Exercise goal: Render the records from the line with "tarp and record the pixel coordinates." to the line with "(1092, 665)" as a two-column CSV with columns named instruction and coordinates. Give one row per record, with each field enclosed in quotation marks and any line breaks within a field replaced by spaces.

Location annotation dataset excerpts
____________________

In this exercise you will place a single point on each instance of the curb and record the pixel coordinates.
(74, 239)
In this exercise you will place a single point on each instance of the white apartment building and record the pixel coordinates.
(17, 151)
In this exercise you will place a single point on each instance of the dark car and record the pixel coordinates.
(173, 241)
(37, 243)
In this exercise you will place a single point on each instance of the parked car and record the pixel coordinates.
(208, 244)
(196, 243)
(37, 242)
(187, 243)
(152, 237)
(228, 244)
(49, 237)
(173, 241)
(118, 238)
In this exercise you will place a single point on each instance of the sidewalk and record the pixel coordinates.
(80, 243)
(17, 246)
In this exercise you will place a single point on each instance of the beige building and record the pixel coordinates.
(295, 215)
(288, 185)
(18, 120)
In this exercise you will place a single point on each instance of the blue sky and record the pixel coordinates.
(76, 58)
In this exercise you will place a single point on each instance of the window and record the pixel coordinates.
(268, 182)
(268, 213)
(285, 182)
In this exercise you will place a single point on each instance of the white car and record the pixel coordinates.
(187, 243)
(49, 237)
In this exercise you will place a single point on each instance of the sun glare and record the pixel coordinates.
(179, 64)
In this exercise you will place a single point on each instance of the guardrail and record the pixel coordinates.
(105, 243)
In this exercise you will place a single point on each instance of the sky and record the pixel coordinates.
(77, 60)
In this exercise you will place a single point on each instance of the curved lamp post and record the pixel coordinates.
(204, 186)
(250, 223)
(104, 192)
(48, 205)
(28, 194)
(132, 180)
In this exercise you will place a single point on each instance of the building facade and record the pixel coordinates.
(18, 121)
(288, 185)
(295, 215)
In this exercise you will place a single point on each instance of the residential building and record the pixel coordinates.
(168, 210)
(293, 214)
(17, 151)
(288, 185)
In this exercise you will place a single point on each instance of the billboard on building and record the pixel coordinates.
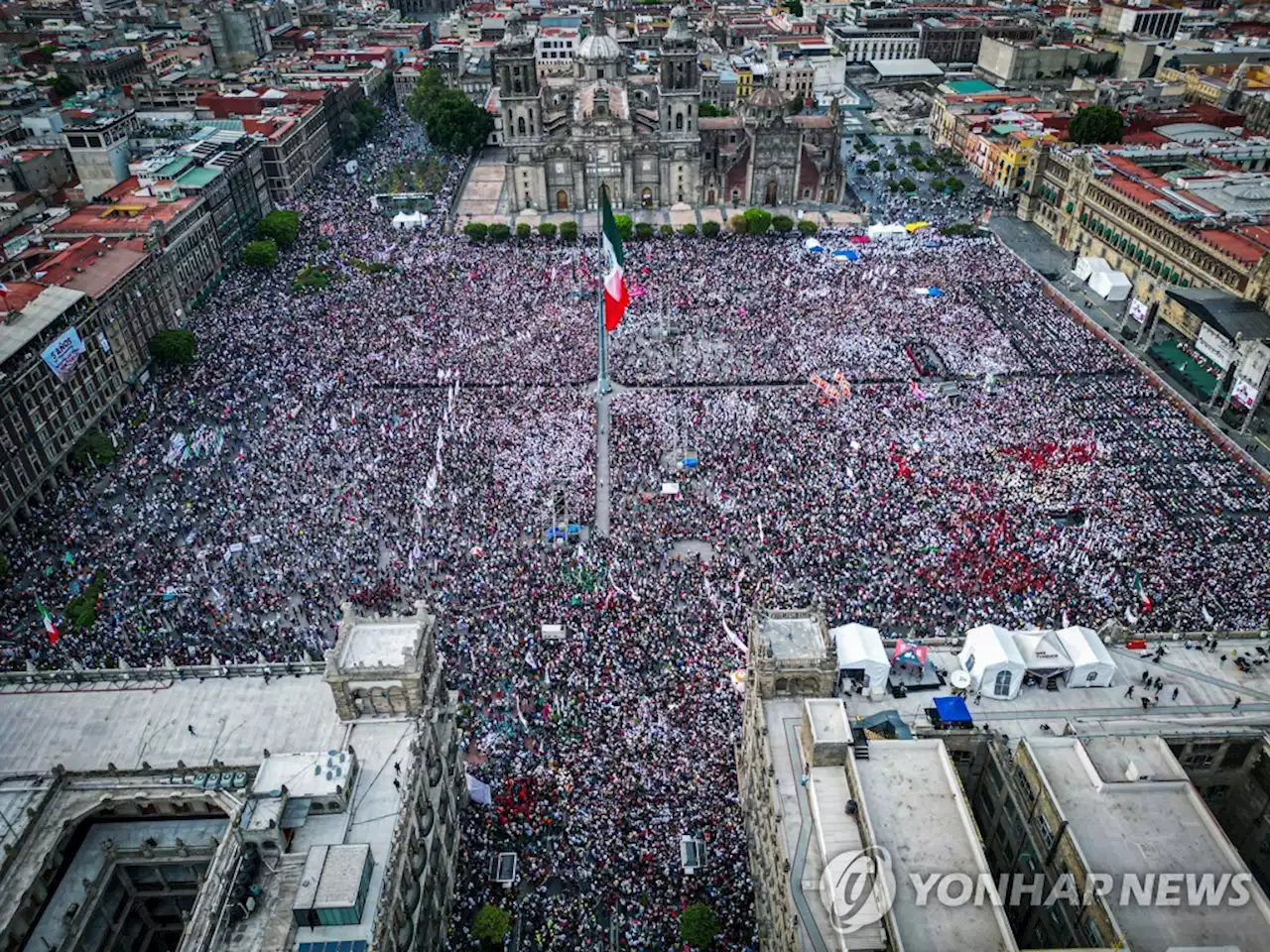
(64, 353)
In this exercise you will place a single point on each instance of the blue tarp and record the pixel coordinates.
(952, 710)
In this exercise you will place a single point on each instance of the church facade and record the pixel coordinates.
(643, 136)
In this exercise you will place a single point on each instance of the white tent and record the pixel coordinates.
(1043, 653)
(1088, 266)
(993, 662)
(1091, 662)
(1110, 285)
(862, 655)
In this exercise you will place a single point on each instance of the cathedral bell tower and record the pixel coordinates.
(521, 109)
(679, 107)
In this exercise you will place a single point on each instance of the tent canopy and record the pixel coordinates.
(1042, 653)
(1092, 665)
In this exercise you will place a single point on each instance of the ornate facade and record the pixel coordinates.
(643, 135)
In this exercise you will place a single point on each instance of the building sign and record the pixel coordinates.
(64, 353)
(1214, 347)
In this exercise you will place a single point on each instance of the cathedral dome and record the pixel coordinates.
(599, 48)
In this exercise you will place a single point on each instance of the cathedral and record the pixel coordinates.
(642, 135)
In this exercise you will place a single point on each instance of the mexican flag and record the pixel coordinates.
(616, 296)
(1143, 595)
(49, 625)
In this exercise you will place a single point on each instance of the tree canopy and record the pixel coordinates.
(449, 118)
(1096, 125)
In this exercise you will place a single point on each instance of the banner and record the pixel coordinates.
(64, 353)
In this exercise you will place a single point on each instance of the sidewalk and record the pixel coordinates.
(1055, 264)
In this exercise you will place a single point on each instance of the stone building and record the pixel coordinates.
(643, 136)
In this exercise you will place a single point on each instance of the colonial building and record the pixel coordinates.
(643, 136)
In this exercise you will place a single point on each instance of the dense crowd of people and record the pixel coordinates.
(417, 434)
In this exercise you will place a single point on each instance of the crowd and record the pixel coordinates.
(414, 434)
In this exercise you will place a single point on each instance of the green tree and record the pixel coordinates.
(175, 345)
(93, 447)
(698, 925)
(1096, 125)
(81, 610)
(280, 226)
(490, 925)
(757, 221)
(261, 254)
(64, 86)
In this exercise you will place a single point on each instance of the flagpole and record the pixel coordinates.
(602, 385)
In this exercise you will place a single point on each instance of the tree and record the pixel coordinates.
(261, 254)
(93, 447)
(698, 925)
(449, 118)
(492, 925)
(757, 221)
(1096, 125)
(280, 226)
(81, 610)
(64, 86)
(173, 345)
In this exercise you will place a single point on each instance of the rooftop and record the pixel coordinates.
(1150, 826)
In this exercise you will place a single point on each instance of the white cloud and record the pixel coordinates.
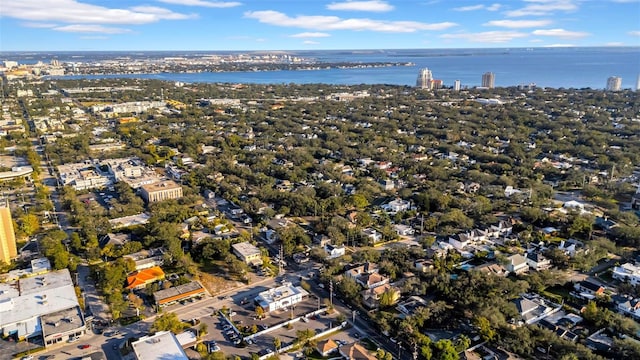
(561, 33)
(492, 7)
(469, 8)
(38, 25)
(371, 5)
(203, 3)
(75, 12)
(487, 36)
(86, 28)
(543, 7)
(518, 24)
(310, 35)
(325, 23)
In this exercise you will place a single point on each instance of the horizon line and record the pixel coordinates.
(345, 49)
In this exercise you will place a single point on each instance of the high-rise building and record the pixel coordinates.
(614, 83)
(424, 79)
(8, 248)
(488, 80)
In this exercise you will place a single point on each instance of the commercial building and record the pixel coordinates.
(488, 80)
(614, 83)
(35, 304)
(164, 190)
(161, 345)
(8, 248)
(280, 297)
(179, 293)
(248, 253)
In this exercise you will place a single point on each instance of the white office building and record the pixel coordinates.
(281, 297)
(40, 304)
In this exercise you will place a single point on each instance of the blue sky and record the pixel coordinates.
(49, 25)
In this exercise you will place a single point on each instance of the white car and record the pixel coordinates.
(73, 339)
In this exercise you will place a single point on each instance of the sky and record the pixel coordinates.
(130, 25)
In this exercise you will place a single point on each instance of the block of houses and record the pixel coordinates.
(536, 261)
(517, 264)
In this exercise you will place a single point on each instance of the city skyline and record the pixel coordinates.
(75, 25)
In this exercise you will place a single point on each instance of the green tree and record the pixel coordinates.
(168, 322)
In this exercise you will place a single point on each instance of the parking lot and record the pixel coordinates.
(244, 318)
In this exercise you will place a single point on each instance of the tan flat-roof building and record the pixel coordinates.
(8, 248)
(164, 190)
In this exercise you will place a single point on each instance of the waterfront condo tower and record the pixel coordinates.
(614, 83)
(488, 80)
(425, 79)
(8, 248)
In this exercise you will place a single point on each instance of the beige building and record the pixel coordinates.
(164, 190)
(8, 248)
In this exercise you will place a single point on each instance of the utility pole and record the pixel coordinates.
(331, 292)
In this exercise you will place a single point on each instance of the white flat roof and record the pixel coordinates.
(162, 345)
(36, 296)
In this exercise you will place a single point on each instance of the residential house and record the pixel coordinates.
(372, 234)
(571, 247)
(534, 308)
(537, 261)
(397, 205)
(423, 265)
(334, 251)
(627, 272)
(404, 230)
(627, 305)
(517, 264)
(355, 351)
(371, 296)
(412, 304)
(140, 279)
(326, 347)
(588, 289)
(372, 280)
(493, 269)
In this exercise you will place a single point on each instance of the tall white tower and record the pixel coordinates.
(614, 83)
(488, 80)
(424, 79)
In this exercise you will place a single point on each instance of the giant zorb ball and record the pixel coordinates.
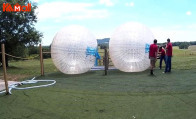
(73, 50)
(129, 47)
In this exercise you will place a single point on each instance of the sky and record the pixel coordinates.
(174, 19)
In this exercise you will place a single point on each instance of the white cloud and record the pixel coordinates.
(175, 33)
(68, 10)
(106, 2)
(36, 1)
(188, 13)
(131, 4)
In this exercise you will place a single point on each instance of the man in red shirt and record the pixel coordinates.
(153, 55)
(168, 56)
(162, 56)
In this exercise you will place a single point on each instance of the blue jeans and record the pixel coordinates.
(168, 64)
(161, 59)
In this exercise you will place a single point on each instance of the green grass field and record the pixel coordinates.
(92, 95)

____________________

Reply:
instruction,coordinates
"In this exercise you will place a single point on each instance of the blue tarp and record the pixel coordinates.","(952, 710)"
"In this exercise you will place a single point on each instance of the church facade and record the pixel coordinates.","(643, 136)"
"In this exercise you will place a single point on each instance of the white tent and record the pixel coordinates.","(1043, 653) (1088, 266) (993, 662) (1091, 662) (1110, 285) (862, 655)"
"In this exercise you will place a single point on each instance of the cathedral bell tower and record the pixel coordinates.","(521, 109) (679, 107)"
"In this exercise you will place a single point on each instance of the tent canopy and record the pixel coordinates.","(1042, 653) (1092, 665)"